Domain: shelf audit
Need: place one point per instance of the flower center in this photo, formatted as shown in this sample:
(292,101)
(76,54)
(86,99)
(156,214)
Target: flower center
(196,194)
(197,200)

------------------------------------------------------------------------

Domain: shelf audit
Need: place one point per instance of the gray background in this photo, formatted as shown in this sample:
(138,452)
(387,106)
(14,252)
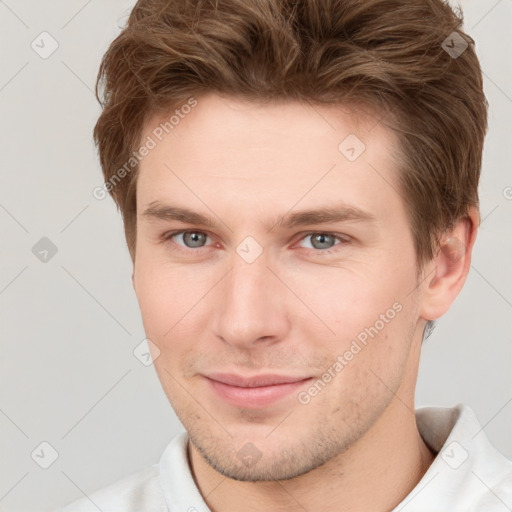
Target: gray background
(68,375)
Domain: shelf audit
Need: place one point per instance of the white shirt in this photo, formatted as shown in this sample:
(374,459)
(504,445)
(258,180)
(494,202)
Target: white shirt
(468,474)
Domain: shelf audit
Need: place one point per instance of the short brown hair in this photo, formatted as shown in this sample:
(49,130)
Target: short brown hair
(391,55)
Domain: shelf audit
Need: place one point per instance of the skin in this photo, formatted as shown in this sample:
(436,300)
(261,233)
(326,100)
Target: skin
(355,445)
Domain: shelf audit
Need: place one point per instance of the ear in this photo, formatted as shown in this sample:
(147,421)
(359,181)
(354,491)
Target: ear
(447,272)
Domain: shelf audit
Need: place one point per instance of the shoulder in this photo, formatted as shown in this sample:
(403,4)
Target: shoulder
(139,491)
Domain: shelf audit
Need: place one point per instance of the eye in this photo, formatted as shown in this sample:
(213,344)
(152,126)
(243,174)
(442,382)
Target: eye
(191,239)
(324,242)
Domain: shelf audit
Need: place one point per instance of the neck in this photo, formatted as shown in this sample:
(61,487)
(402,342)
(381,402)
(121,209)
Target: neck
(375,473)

------------------------------------------------------------------------

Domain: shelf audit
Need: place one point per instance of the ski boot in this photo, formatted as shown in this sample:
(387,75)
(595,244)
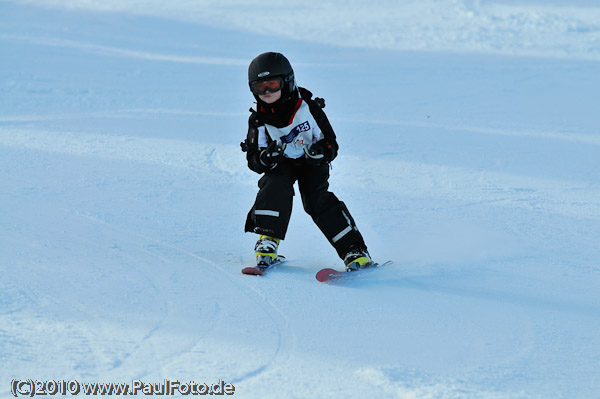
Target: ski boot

------------------------------------------------------------------------

From the material above, pick out and copy each line that contains the word "hair".

## [Exercise result]
Need: place one point per instance of the short brown hair in this photo, formatted as shown in this sample:
Target: short brown hair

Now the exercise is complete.